BEGIN THE DATA

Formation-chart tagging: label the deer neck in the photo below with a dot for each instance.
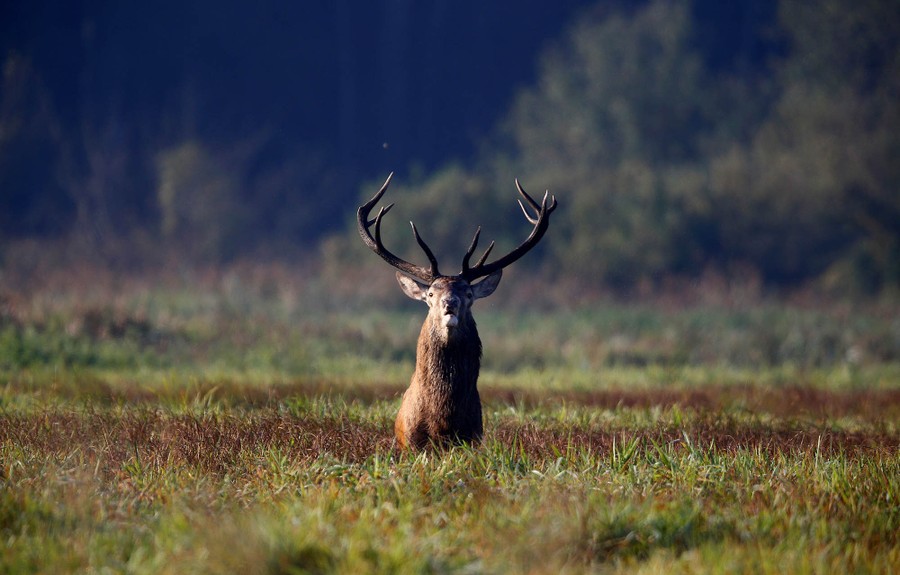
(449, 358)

END THE DATA
BEGIN THE DATA

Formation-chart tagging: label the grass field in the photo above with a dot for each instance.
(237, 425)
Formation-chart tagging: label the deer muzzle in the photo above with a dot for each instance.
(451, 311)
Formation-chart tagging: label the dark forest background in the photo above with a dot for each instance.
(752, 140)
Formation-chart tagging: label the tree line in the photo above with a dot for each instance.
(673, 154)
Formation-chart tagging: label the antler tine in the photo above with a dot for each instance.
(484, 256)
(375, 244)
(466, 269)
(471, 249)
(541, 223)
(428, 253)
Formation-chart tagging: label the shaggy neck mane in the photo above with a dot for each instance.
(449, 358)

END THE DATA
BEGIN THE DATA

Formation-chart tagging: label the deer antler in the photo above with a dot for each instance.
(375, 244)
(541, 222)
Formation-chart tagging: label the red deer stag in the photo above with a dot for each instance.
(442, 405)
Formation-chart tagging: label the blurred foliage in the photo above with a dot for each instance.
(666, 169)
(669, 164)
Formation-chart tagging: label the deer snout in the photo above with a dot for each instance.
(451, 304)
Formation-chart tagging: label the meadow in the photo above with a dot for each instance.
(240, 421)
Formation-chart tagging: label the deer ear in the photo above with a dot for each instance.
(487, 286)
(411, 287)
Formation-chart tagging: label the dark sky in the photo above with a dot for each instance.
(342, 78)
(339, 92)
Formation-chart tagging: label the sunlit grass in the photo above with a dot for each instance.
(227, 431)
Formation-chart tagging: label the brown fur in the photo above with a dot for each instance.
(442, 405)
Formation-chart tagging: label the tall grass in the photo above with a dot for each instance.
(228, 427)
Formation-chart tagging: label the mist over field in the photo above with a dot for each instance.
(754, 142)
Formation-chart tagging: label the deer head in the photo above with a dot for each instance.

END THE DATA

TASK BRIEF :: Restate word for word the entries above, starting at the line with "Formation-chart tagging: label the meadow" and ending at the line with "Formation-chart tagging: label the deer head", inclusive, and no others.

EXERCISE RESULT ::
Formation-chart tagging: label the meadow in the photo above with a dot for each instance.
(240, 421)
Formation-chart tagging: label the deer ear in the photo above with a dot for each instance.
(487, 286)
(411, 287)
Formation-chart tagging: label the dark sky in the photo above with a dot for each instance.
(342, 78)
(339, 92)
Formation-chart tagging: label the sunlit grass in the photo above with a dot for each instance.
(227, 431)
Formation-chart tagging: label the brown fur in the photo above with a dot for each instance.
(442, 405)
Formation-chart tagging: label the tall grass in the photo above with a dot for each instance.
(228, 427)
Formation-chart tagging: label the mist over field in the photo above with a dot for each instance.
(754, 142)
Formation-chart tagging: label the deer head in the photo above with a dot for each instance.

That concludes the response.